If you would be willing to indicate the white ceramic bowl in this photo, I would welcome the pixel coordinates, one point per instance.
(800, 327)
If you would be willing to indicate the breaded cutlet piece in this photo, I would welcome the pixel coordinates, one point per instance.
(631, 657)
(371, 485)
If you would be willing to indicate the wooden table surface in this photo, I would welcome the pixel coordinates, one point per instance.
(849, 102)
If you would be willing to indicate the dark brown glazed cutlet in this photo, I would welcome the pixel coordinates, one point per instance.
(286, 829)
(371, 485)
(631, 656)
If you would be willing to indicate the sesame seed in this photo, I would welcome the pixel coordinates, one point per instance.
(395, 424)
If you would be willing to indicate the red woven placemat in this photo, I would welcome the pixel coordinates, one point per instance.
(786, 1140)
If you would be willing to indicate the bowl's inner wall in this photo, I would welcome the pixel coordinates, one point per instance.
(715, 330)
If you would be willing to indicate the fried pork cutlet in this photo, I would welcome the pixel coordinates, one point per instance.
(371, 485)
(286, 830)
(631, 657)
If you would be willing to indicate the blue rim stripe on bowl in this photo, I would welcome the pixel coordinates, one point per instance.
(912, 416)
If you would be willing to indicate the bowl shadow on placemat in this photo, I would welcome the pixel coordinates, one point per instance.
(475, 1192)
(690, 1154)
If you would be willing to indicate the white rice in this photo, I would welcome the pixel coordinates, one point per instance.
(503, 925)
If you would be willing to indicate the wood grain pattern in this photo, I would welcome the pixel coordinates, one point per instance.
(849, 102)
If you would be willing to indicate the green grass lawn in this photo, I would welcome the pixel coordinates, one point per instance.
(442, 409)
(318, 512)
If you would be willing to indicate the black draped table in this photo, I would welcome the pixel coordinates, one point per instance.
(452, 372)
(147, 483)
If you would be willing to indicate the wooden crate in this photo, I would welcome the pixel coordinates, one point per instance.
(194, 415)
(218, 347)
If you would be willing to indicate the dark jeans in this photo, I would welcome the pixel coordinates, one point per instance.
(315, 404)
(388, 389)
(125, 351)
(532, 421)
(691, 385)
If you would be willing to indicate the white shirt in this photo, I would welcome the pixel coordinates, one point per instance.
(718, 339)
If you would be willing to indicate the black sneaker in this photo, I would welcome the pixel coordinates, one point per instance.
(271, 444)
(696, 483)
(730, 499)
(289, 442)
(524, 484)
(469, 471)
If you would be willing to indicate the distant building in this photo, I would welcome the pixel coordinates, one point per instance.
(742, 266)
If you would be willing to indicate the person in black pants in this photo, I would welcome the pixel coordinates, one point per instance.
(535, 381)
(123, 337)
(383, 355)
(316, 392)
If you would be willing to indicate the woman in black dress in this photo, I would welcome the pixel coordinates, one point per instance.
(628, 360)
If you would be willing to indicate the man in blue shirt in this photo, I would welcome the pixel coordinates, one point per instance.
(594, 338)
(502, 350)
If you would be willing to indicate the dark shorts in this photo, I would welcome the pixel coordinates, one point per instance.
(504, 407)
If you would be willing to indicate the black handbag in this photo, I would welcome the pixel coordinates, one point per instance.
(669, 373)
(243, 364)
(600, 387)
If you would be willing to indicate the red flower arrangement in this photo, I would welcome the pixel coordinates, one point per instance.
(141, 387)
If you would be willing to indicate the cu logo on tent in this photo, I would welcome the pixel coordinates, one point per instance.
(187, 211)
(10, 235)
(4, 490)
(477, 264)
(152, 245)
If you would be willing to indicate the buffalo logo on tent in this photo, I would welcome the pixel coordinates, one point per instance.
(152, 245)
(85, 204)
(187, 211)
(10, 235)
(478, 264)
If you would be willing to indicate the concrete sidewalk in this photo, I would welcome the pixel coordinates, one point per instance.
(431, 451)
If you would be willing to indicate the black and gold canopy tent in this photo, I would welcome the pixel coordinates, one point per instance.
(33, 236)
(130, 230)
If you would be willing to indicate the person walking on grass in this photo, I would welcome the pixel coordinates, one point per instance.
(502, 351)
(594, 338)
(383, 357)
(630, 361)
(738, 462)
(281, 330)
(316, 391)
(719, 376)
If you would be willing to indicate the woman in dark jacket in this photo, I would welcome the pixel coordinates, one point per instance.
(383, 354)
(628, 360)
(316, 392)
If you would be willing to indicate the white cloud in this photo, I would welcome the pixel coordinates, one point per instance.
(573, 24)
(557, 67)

* * * * * * *

Exercise:
Nothing in the data may change. Give it again in full.

Answer to this task:
If you would be willing to indicate the white ceramic bowl in this photo, I would welcome the pixel coordinates, one point per instance.
(800, 327)
If you would be willing to indicate the breaded cutlet piece in this photo, I would welcome the pixel coordinates, one point per instance.
(631, 657)
(371, 485)
If you would be willing to indicate the wooden table surface in this photo, I would welcome the pixel coordinates, one point per instance.
(849, 102)
If you would be willing to indicate the dark brown glazed cutlet in this photo, I would welcome the pixel coordinates, one point per instance.
(286, 829)
(371, 485)
(631, 656)
If you would be willing to indicate the sesame seed in this photo, I would welcome the pixel coordinates, one point per instance.
(395, 424)
If you would be willing to indicate the red woven placemat in this photo, I would welcome the pixel coordinates, one point per instance.
(786, 1140)
If you would be willing to indicate the bowl's inner wall in this photo, I would welcome the pixel coordinates, one point per instance.
(715, 330)
If you would be willing to indicate the fried pork cutlet in this photo, I would welcome the pixel coordinates, one point per instance.
(371, 485)
(286, 830)
(631, 657)
If you would be willing to indicate the blue rim stripe on bowl in this photo, I would welcome the pixel coordinates, one point per instance.
(912, 416)
If you would be willing to indicate the bowl shadow on placemat in this photo, I would welcome the pixel coordinates, one point per instance.
(475, 1192)
(690, 1154)
If you would be willing to indicate the white rice in this photo, I would welcome the pixel coordinates, one point per instance.
(503, 925)
If you would be willing to indicate the wood grain pattern in this photo, I would welcome the pixel coordinates, one point per instance.
(849, 102)
If you would be willing to indicate the green grass lawn in this photo, I would welcome the pixel coordinates, one point per instance.
(442, 409)
(318, 512)
If you would be willing to indicate the black draped table in this photo, I would welcome the pixel coordinates, one point per instance.
(452, 372)
(147, 483)
If you would be willing to indicate the wooden crate in this photo, I would welcome the pixel coordinates, one point per instance.
(194, 415)
(218, 347)
If you would be willing to indicate the dark jeans in this photo, I would welcome the pixel coordinates, one point per instance.
(315, 404)
(388, 389)
(125, 351)
(532, 421)
(691, 385)
If you would be willing to indicate the white shirt in this photo, I would welcome the pixel coordinates, one point per instance.
(718, 339)
If you would be willing to indicate the black sneaker in this photo, I would welcome the pixel coordinates, one point per instance.
(271, 444)
(696, 483)
(730, 499)
(289, 442)
(524, 484)
(469, 471)
If you would be willing to indicate the distant building in this photo, I would welcome the pixel coordinates, one point per instance.
(742, 266)
If you would be willing to indicate the person in black pants in this photo, I would welcome the pixel coordinates, one point per instance.
(535, 381)
(123, 337)
(383, 355)
(316, 392)
If you would be willing to indicate the woman in black dress in this photo, I would welcome the pixel coordinates, one point per instance.
(628, 360)
If you would be willing to indicate the man in blue shirt in this photo, I would welcome the pixel coordinates, one point per instance.
(594, 338)
(502, 350)
If you would be willing to indicate the dark shorts in this photo, I would welcome the pixel coordinates, one point per instance.
(504, 407)
If you would be willing to indicate the black handbag in this photo, I would welcome the pixel coordinates, one point per instance.
(669, 373)
(243, 364)
(600, 387)
If you would be willing to indicate the red flower arrangement in this photo, I would welcome the pixel coordinates, one point per instance.
(141, 387)
If you would be willing to indicate the cu logo on tent in this photo, I would welcome the pixel coordinates, one point per instance.
(187, 211)
(10, 235)
(4, 490)
(477, 264)
(152, 245)
If you would be willing to indicate the buffalo logo on tent in this photo, I would welcome the pixel coordinates, one point per instance.
(152, 245)
(85, 204)
(187, 211)
(10, 235)
(478, 264)
If you would be willing to indicate the concrete sidewalk in this photo, I would welcome the pixel coordinates, one point per instance.
(431, 451)
If you would be willing to indicate the black and gold canopy tent in this photo, I would welcome the pixel coordinates, one point per instance.
(33, 236)
(130, 230)
If you would be willing to indicate the person walking on grass in this photo, I would welcome the pixel coordinates, one point per instance.
(502, 351)
(594, 338)
(383, 357)
(630, 361)
(738, 462)
(281, 330)
(316, 391)
(719, 376)
If you would be willing to indicate the woman in dark jacket in this photo, I would welcome the pixel coordinates, one point per instance.
(383, 354)
(628, 360)
(316, 392)
If you would be willing to indicate the white cloud in this photo, I would welcome the pixel coordinates, one point per instance.
(573, 24)
(557, 67)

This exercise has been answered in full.